— Start Text —

At some point during Brighton Pride, a new friend heading to get us a round of drinks asked me to look after his bag – and his Labubu. It was August, half way through a hot, trashy, putrid green BuzzBallz-flavoured British summer, where everyone seemed to be getting hitched in town halls or breaking up with their long term boyfriends. And bopping about on handbags and bumbags at the Zillenial parties I was attending were furry, candy-floss coloured, monstrous TikTok toys. Somehow, in the sweltering heatwaves of an increasingly surreal state world, it had become socially acceptable for grown adults to fuss over their furry, rainbow elves.
In Brighton, staring into the adoring, dilated pupils of the 30-something’s fluffy toy, I wondered how on earth this had become normal. Are Labubus just a zany micro-trend for dopamine-addicted Dubai-chocolate-munching, iced-matcha-gulping idiots? Or does the mass popularity of soft and plush toys reveal something deeper about ourselves and our social worlds?
Labubu fever was meant to have ended – or at the least, be simmering down. The creatures were dreamed up about a decade ago by Kasing Lung, a Hong Kong-born illustrator who grew up in the Netherlands, where he was inspired by the fairies and elves of Nordic folklore. Chinese toy company Pop Mart began selling the dolls in 2016, and in 2019, introduced a “mystery box” element. That customers did not know which toy they were buying instilled Labubus with a nostalgic, Wonka-esque glow and a blue-light gambling app thrill.

— End Text —
— Start Data supplied —

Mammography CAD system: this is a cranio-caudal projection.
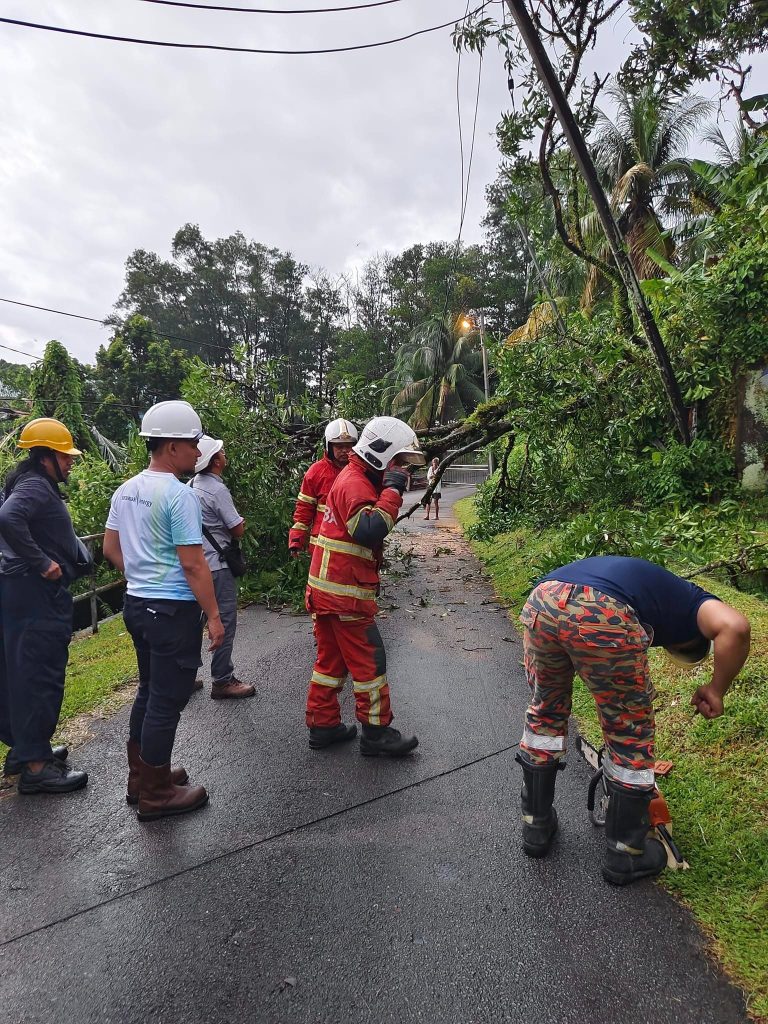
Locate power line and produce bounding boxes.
[139,0,409,14]
[0,297,231,355]
[0,345,41,362]
[0,0,497,56]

— End Data supplied —

• Goals:
1. In the text about Labubus, in what year did Pop Mart introduce the "mystery box" element?
2. Echo every line of the records word for word, leaving out the pictures.
The text and the records are unrelated to each other.

• Task-by-task solutions:
1. 2019

2.
Mammography CAD system: this is a cranio-caudal projection.
Locate power line and produce bounding boxes.
[139,0,409,14]
[0,297,231,355]
[0,345,41,362]
[0,0,497,56]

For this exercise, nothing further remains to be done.